• [ASSIGNED TASK]
Without changing a character, return the entries, but not the images they hold.

[Annotated photo localization data]
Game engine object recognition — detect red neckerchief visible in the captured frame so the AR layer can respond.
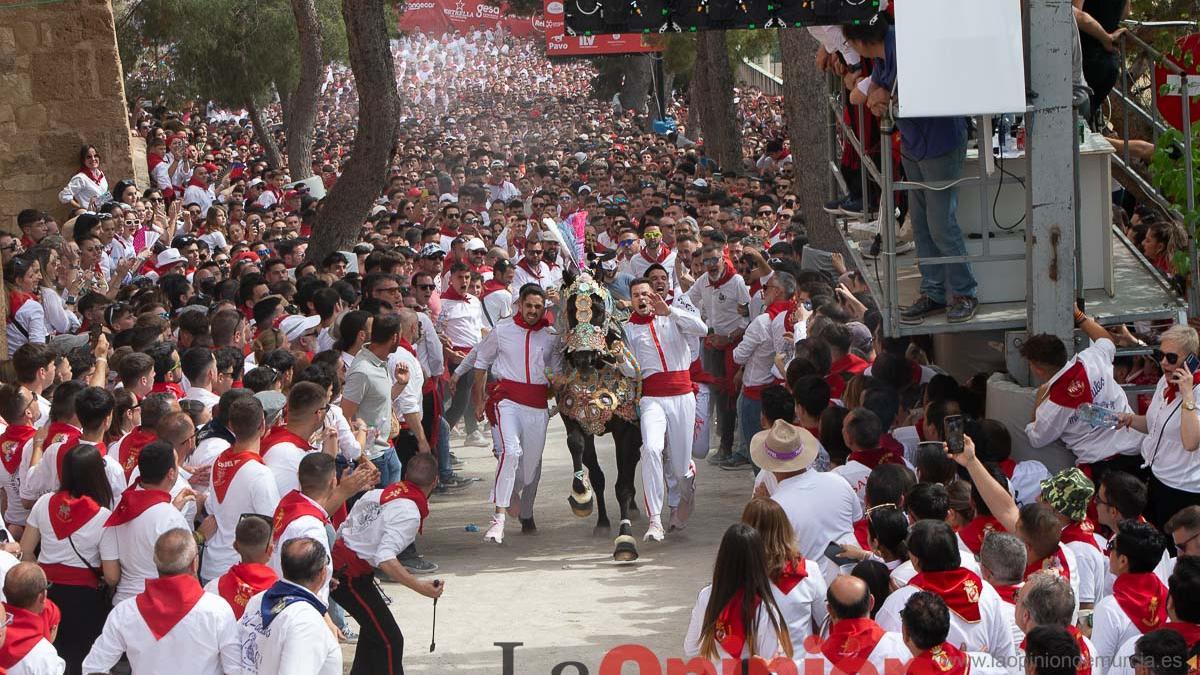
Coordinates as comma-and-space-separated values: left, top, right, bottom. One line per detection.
639, 245, 669, 264
714, 588, 758, 658
998, 458, 1017, 478
118, 427, 159, 480
958, 515, 1005, 555
441, 285, 471, 302
399, 339, 417, 357
849, 447, 900, 470
271, 490, 329, 544
380, 480, 431, 533
821, 618, 887, 674
151, 381, 186, 400
906, 643, 970, 675
1048, 360, 1095, 408
517, 258, 544, 280
43, 423, 81, 457
1113, 572, 1169, 633
0, 603, 51, 668
0, 425, 36, 475
211, 449, 264, 502
853, 518, 870, 548
1025, 546, 1071, 582
1165, 369, 1200, 403
104, 488, 171, 527
830, 353, 870, 378
482, 279, 508, 298
709, 261, 737, 289
628, 309, 658, 325
765, 300, 797, 331
1059, 520, 1102, 551
217, 563, 278, 619
260, 427, 312, 461
7, 291, 34, 322
513, 311, 551, 331
439, 226, 459, 238
135, 574, 205, 640
46, 491, 101, 539
748, 278, 763, 297
81, 166, 105, 185
1164, 622, 1200, 647
773, 557, 809, 594
1019, 626, 1092, 675
909, 568, 984, 622
56, 439, 105, 479
994, 583, 1019, 604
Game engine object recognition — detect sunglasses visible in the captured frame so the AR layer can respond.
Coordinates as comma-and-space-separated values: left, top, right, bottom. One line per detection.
643, 233, 662, 240
757, 210, 773, 217
445, 213, 461, 219
1152, 349, 1184, 365
416, 284, 436, 291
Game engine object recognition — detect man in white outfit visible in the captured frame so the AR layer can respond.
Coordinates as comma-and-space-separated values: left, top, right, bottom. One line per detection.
621, 277, 707, 541
472, 284, 562, 543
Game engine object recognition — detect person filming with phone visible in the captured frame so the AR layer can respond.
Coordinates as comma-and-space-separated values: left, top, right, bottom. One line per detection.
1116, 325, 1200, 528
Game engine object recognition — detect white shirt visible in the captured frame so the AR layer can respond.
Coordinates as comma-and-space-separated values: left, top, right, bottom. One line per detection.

• [WORKED SOLUTION]
Game engine object recognition — detect red neckerchief visible in the captured frame so the AR layer can respond.
Coordinates as comma-and-space-separated values: left, top, right, bottom. One line per detection.
639, 245, 669, 264
714, 588, 758, 658
998, 458, 1017, 478
118, 427, 159, 480
958, 515, 1005, 555
441, 285, 471, 302
399, 339, 417, 357
849, 447, 900, 470
271, 490, 329, 544
380, 480, 431, 533
821, 618, 887, 674
151, 381, 186, 400
906, 643, 970, 675
1048, 360, 1095, 408
517, 258, 544, 280
43, 423, 81, 457
1113, 572, 1169, 633
0, 603, 51, 668
0, 425, 36, 475
211, 449, 264, 502
853, 518, 870, 548
1025, 546, 1071, 582
1165, 369, 1200, 403
104, 488, 171, 527
830, 353, 870, 378
482, 279, 508, 298
709, 261, 737, 289
628, 309, 658, 325
765, 300, 797, 331
1059, 520, 1102, 551
217, 563, 278, 619
260, 427, 312, 461
7, 291, 34, 322
513, 311, 551, 331
439, 226, 459, 238
135, 574, 205, 640
46, 491, 101, 539
748, 278, 763, 297
81, 166, 105, 185
1164, 622, 1200, 647
773, 557, 809, 594
1019, 626, 1092, 675
909, 568, 984, 622
56, 439, 105, 479
994, 583, 1019, 604
Game engine object recognition — detect sunglasses visible in the captured frame so the AR layer can respond.
Coordinates as comma-and-space-separated values: left, top, right, bottom. One line per detection.
643, 233, 662, 240
757, 210, 773, 217
445, 213, 461, 219
1152, 349, 1184, 365
416, 284, 436, 291
Game engine object recognition — detect man in white outfit visible in the captured frame so the AR layer can respond.
Coordinates as comma-and-space-separated values: left, top, right, bottom. One line per detection.
621, 277, 707, 541
472, 284, 562, 543
Game engine object recognition — detect person filming with phone visible in the captured frame so the AR layer can respond.
Coordinates as comma-and-space-separated values: left, top, right, bottom. One line per detection.
1116, 325, 1200, 528
Game engine object recognition — detect white shirt visible in the captured frame so the AR layer can respond.
Coordinates as comma-and-space-separated values: left, top, right, bottom. One line per detection.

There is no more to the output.